AVAILABLE RECORDS:

** start **

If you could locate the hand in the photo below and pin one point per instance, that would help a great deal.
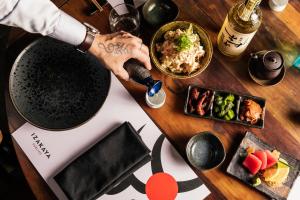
(113, 50)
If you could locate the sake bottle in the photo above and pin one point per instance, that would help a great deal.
(239, 27)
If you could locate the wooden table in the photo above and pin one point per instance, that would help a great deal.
(282, 120)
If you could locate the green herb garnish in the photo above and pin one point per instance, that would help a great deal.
(183, 42)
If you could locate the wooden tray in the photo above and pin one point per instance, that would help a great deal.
(238, 101)
(237, 170)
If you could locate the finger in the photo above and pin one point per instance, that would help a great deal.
(142, 57)
(122, 73)
(112, 35)
(145, 49)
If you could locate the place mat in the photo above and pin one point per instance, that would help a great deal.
(50, 151)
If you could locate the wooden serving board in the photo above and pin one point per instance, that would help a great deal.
(236, 168)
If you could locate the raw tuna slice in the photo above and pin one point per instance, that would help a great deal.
(271, 159)
(261, 155)
(252, 163)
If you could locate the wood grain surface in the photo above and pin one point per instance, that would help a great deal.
(282, 120)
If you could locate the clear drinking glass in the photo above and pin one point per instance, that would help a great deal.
(125, 17)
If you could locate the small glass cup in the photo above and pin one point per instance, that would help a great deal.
(125, 17)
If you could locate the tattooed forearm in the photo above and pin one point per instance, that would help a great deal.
(118, 48)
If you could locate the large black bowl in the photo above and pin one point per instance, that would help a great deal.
(55, 87)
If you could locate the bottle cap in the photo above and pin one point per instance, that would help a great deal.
(278, 5)
(157, 100)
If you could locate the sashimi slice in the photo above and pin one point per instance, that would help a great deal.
(271, 159)
(261, 155)
(252, 163)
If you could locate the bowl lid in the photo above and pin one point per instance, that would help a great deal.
(273, 60)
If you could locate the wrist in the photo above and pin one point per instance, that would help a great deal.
(88, 39)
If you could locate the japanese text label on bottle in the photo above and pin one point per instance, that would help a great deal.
(231, 42)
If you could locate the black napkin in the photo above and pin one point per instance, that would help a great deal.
(104, 165)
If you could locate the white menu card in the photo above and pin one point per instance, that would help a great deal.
(51, 151)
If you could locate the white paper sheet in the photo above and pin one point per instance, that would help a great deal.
(51, 151)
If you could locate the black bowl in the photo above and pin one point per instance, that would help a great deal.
(205, 151)
(55, 87)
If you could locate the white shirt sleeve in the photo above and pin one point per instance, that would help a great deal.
(42, 16)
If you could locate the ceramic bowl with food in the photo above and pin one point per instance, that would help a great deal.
(181, 49)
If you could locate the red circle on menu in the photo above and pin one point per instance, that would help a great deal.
(161, 186)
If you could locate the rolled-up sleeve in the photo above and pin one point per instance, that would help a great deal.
(42, 16)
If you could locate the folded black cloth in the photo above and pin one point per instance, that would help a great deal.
(104, 165)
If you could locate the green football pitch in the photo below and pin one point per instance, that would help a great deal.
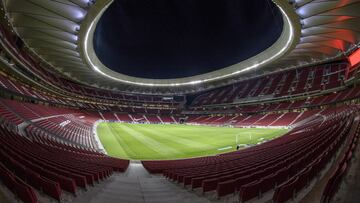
(172, 141)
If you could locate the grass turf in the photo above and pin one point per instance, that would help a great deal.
(171, 141)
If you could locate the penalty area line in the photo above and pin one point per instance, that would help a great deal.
(225, 148)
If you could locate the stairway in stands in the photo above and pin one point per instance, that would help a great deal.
(136, 185)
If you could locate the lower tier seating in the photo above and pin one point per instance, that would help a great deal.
(286, 164)
(36, 163)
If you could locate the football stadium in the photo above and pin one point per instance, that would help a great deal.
(199, 101)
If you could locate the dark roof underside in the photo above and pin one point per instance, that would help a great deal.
(178, 38)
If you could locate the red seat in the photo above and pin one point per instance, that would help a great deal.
(249, 191)
(267, 183)
(285, 191)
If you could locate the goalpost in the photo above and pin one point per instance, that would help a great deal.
(237, 138)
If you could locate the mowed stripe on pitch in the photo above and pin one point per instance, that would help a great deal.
(168, 136)
(155, 145)
(110, 141)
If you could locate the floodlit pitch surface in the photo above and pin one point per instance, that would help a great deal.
(171, 141)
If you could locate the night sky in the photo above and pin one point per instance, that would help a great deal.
(178, 38)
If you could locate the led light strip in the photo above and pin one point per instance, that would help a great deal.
(186, 83)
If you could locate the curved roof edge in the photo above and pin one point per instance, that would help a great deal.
(287, 41)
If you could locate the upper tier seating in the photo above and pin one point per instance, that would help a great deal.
(296, 81)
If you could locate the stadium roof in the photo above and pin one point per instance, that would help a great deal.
(61, 32)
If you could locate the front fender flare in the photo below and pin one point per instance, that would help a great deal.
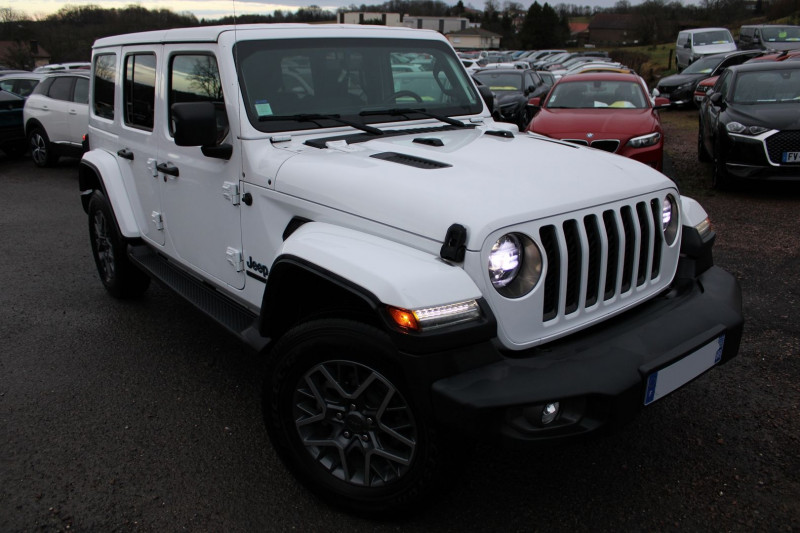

** end **

PROBLEM REQUIREMENTS:
Report every line of the records that contains the string "pitch", copying each such line in full. Case counts.

RESPONSE:
If you could locate the green football pitch in the photo below and pin one point per instance, that would help a great deal.
If you could locate the mowed stripe on pitch in the photo above and pin one point per instance, that would help a great deal.
If you could locate the floodlit pitch surface in the photo above and pin one point per instance, that would help a great deal.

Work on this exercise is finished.